### INSTRUCTIONS FOR THE TASK
Count the lines in the rows below that contain the string "steel" and give only that number.

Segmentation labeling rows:
start

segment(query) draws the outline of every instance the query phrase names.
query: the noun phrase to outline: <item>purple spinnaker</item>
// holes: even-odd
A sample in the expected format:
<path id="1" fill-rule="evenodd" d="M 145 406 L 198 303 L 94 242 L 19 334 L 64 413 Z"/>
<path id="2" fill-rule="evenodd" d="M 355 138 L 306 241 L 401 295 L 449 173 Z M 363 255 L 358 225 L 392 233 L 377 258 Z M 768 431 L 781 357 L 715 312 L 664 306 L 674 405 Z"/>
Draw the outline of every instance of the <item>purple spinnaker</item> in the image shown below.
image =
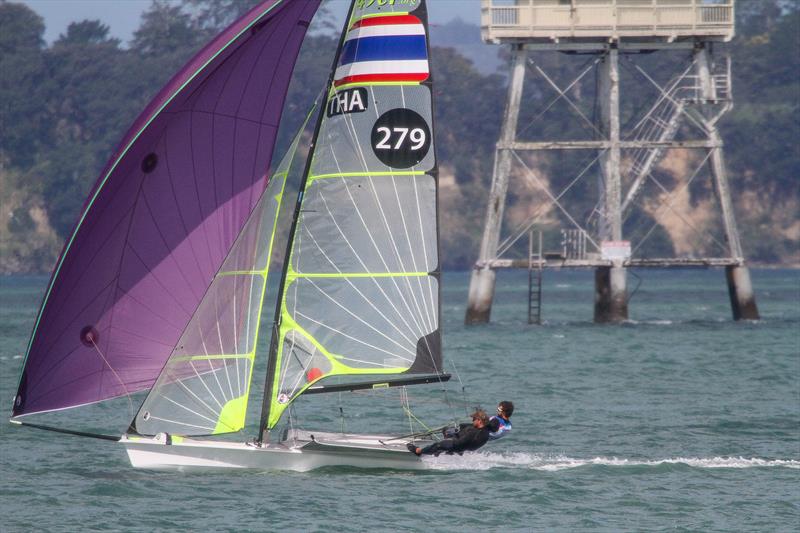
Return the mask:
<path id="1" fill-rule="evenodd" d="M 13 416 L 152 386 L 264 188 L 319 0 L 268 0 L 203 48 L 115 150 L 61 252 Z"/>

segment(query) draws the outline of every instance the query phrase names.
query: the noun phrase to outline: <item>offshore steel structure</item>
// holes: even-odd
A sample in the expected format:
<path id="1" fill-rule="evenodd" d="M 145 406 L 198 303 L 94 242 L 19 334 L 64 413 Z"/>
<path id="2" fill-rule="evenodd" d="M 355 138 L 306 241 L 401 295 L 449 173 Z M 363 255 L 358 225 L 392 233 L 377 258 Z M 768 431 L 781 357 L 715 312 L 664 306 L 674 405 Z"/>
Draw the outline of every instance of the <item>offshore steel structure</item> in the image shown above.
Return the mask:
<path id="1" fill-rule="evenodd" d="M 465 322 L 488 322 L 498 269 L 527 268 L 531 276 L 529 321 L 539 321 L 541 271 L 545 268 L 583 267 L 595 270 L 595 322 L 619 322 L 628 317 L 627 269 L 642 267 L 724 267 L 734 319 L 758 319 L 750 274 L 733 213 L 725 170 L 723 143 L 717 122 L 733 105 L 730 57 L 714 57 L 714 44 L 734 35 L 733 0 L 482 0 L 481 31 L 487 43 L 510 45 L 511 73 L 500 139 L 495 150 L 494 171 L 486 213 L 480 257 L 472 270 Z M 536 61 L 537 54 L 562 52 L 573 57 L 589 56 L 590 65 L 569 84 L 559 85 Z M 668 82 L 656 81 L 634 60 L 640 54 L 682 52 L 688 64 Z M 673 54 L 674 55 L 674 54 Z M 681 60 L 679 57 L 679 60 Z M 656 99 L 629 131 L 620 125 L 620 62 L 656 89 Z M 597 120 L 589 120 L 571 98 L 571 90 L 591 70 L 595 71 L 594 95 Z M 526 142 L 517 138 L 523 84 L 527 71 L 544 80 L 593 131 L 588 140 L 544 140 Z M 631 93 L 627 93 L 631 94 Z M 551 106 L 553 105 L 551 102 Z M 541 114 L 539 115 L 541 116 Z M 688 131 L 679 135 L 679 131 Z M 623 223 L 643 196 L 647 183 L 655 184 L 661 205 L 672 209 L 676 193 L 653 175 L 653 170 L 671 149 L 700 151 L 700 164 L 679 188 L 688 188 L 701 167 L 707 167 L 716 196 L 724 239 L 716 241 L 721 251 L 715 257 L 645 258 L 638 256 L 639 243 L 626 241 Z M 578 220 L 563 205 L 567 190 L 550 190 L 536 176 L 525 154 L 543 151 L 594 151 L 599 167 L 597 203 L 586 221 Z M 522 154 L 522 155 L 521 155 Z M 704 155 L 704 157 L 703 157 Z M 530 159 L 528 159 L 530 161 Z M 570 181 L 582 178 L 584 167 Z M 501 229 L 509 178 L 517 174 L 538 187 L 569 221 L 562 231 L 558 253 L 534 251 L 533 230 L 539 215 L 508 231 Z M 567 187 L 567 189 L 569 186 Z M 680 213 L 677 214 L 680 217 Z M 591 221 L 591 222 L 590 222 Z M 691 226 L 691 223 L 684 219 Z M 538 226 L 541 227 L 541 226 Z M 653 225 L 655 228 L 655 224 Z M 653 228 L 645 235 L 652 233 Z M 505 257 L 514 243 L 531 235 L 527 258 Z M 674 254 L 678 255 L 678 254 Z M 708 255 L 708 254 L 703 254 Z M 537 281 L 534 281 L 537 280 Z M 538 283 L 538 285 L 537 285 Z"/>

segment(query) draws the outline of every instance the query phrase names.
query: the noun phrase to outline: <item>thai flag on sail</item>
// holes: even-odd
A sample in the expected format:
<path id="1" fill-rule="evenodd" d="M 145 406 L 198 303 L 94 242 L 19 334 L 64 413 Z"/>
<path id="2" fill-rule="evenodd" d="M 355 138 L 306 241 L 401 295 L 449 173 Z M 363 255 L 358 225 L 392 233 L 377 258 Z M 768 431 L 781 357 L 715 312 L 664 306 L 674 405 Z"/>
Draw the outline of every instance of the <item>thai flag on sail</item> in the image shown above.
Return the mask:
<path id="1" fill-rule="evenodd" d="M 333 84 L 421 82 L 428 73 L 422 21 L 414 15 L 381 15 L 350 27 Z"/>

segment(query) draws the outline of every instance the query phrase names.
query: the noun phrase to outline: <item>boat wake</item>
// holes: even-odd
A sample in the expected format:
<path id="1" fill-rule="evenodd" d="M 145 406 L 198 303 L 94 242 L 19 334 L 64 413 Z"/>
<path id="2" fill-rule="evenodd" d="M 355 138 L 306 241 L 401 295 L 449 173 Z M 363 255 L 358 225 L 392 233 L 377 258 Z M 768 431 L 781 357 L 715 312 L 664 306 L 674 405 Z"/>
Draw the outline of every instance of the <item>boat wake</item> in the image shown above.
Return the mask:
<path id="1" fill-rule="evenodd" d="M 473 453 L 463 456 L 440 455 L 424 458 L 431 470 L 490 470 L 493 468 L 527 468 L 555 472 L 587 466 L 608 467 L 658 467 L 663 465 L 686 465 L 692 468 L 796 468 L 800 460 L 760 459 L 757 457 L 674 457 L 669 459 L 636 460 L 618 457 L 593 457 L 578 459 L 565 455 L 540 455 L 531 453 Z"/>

end

### RIGHT ANSWER
2